What is being asked: Rewrite the data below as a numbered list, one entry per line, omitting any blank lines. Leave the pictures out of your answer.

(Source data)

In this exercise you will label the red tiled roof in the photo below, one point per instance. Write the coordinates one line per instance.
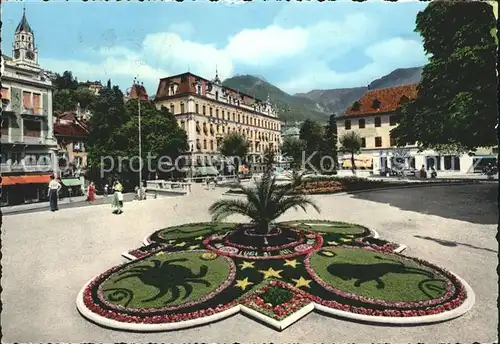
(73, 130)
(67, 116)
(388, 98)
(187, 84)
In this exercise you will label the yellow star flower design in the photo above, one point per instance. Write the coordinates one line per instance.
(271, 273)
(245, 265)
(243, 284)
(293, 263)
(301, 282)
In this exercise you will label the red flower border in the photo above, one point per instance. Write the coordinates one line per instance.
(278, 312)
(450, 285)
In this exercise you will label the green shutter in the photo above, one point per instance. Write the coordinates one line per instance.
(17, 99)
(45, 104)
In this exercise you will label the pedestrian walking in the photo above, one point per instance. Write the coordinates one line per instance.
(117, 202)
(91, 193)
(54, 187)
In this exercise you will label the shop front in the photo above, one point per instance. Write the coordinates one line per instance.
(24, 189)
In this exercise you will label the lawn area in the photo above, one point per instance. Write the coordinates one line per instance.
(378, 276)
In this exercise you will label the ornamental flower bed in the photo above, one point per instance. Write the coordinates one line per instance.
(187, 276)
(277, 311)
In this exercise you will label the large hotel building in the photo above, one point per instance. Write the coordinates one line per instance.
(208, 111)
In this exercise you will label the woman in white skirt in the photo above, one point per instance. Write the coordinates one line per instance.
(117, 203)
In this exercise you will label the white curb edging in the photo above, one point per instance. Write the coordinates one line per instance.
(141, 327)
(279, 325)
(374, 234)
(418, 320)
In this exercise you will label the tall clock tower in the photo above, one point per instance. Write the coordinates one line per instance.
(24, 51)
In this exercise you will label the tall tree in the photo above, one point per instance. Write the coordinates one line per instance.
(292, 148)
(330, 140)
(456, 105)
(351, 143)
(108, 118)
(312, 134)
(235, 145)
(264, 204)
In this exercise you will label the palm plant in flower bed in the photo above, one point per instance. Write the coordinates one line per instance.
(263, 205)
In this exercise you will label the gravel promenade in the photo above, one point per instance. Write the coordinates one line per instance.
(48, 257)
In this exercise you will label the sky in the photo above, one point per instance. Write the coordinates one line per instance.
(297, 46)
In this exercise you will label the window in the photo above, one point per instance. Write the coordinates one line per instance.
(27, 100)
(451, 163)
(347, 124)
(5, 126)
(32, 128)
(392, 120)
(36, 103)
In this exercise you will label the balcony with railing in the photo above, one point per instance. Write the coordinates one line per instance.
(32, 111)
(39, 139)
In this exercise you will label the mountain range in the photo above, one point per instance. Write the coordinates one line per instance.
(317, 104)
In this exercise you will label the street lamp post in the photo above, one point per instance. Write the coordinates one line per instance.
(140, 148)
(138, 92)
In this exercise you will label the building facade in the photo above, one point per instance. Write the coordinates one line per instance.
(373, 117)
(208, 111)
(28, 144)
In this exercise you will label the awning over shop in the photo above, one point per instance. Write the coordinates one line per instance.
(359, 161)
(27, 179)
(71, 182)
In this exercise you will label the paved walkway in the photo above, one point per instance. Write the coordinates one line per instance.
(48, 257)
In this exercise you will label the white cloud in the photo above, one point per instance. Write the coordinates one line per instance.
(266, 46)
(308, 49)
(183, 29)
(385, 57)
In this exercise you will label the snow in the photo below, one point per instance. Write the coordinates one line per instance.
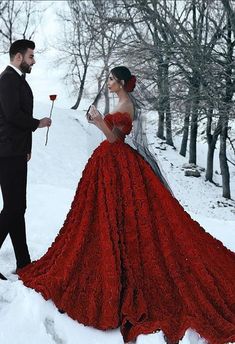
(54, 171)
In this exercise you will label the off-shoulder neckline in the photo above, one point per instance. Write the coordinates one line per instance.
(121, 113)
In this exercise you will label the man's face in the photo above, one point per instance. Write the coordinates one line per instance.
(27, 61)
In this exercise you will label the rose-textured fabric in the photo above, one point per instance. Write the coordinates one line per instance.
(128, 254)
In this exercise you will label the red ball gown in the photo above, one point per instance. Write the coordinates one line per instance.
(129, 256)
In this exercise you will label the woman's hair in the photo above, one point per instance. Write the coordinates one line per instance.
(20, 46)
(123, 73)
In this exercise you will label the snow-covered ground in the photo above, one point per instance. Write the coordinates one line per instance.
(54, 171)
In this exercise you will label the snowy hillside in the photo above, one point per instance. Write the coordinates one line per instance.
(54, 171)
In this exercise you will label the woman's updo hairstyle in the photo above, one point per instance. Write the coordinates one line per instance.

Response to the task:
1. In this exercise you will label the red tiled roof in the photo below, one point per instance. Write the coordinates one line per instance.
2. (73, 130)
3. (67, 116)
4. (388, 98)
5. (187, 84)
6. In this exercise you will label the yellow star flower design in the photo above, one point per instance. Write the coordinates one line per instance.
7. (271, 273)
8. (245, 265)
9. (243, 284)
10. (293, 263)
11. (301, 282)
12. In this exercise you will label the red flower border in the photo above, one point per instance. Write the coordinates one line per instance.
13. (278, 312)
14. (450, 285)
15. In this exercise you will label the green shutter in the photo above, one point per instance. Write the coordinates one line per instance.
16. (17, 99)
17. (45, 104)
18. In this exercise you will label the pedestrian walking in the photo above, one point per instance. Write the coordinates one line per instance.
19. (117, 202)
20. (91, 193)
21. (54, 187)
22. In this exercise you will label the shop front in the photo above, one point per instance. Write the coordinates one line per instance.
23. (24, 189)
24. In this exercise you will label the lawn area in the photo above, one point per instance. Write the coordinates one line per instance.
25. (378, 276)
26. In this exercise you will label the ornamental flower bed in the photo above, one point per instance. Write the coordinates one line per instance.
27. (187, 276)
28. (277, 311)
29. In this exercise you will label the large hotel building in the photo above, one point per instance. Write the coordinates one line per instance.
30. (208, 111)
31. In this exercise you will label the woman in white skirt in the photo above, one point per instance. Write the coordinates one line per instance.
32. (117, 203)
33. In this exercise you will label the white curb edging in the photo above, one point per instance. Write the coordinates one line per instance.
34. (141, 327)
35. (279, 325)
36. (374, 234)
37. (418, 320)
38. In this exercise you will label the tall clock tower in the photo above, one point per instance. Write the coordinates one line per instance.
39. (24, 51)
40. In this exercise you will label the tall tree in the photo above, one point per instance. Write the coordinates one line per instance.
41. (292, 148)
42. (330, 140)
43. (456, 105)
44. (351, 143)
45. (108, 118)
46. (312, 134)
47. (235, 145)
48. (264, 204)
49. In this exercise you will label the palm plant in flower bed in the photo above, one point per instance. Write the coordinates one line per instance.
50. (263, 205)
51. In this exercise you will label the gravel promenade in the photo above, one point per instance. Write the coordinates one line per instance.
52. (48, 257)
53. In this exercise you will label the sky in the photo above, one point per instance. Write the coordinates one line per instance.
54. (297, 46)
55. In this exercise you will label the window in the photo above, one point per instance. Write the coordinates one line per instance.
56. (27, 100)
57. (451, 163)
58. (347, 124)
59. (5, 126)
60. (32, 128)
61. (392, 120)
62. (36, 103)
63. In this exercise you will label the balcony with railing in the photo above, one point per instance. Write the coordinates one line per instance.
64. (32, 111)
65. (39, 139)
66. In this exercise you will label the mountain range in the photo above, one point per instance. Write the coordinates one line per instance.
67. (317, 104)
68. In this exercise you will label the street lamp post in the photo above, one point per instance. Write the coordinates one line per instance.
69. (140, 148)
70. (138, 92)
71. In this exercise you will label the building facade in the photo above, one point per instance. Write the coordinates one line per instance.
72. (373, 117)
73. (208, 111)
74. (28, 144)
75. In this exercise you will label the awning over shop in the photo above, one point per instance. Write the coordinates one line per instance.
76. (359, 161)
77. (27, 179)
78. (71, 182)
79. In this exercise you will label the paved walkway in the photo above, one point per instance. Write the coordinates one line per instance.
80. (48, 257)
81. In this exercise you will label the white cloud in the photo above, one point per instance. Write the coordinates one line per instance.
82. (266, 46)
83. (308, 49)
84. (183, 29)
85. (385, 57)
86. In this exercise you will label the snow in the photo below, one point per instance. Write the coordinates one line per instance.
87. (54, 171)
88. In this exercise you will label the off-shoulder neckline in the photo above, one point per instance. Write the coordinates one line per instance.
89. (121, 113)
90. In this exercise you will label the man's face in the photo above, one point per instance. Write the coordinates one line per instance.
91. (27, 61)
92. In this exercise you will label the rose-textured fabric in the photo above, one point per instance. Write the coordinates one line per instance.
93. (128, 254)
94. In this exercise you will label the red ball gown in the photo above, one point per instance. Write the coordinates one line per instance.
95. (129, 256)
96. In this exercise you will label the woman's hair in the photo above, one point per instance. Write the coordinates one line per instance.
97. (20, 46)
98. (123, 73)
99. In this exercise you will label the snow-covered ground in the photo above, one point per instance. Write the coordinates one line per instance.
100. (54, 171)
101. In this exercise you will label the snowy hillside in the photo above, one point per instance. Write the coordinates one line per instance.
102. (54, 171)
103. In this exercise you will label the woman's updo hairstyle in the photo above, one point per instance. Write the coordinates one line per instance.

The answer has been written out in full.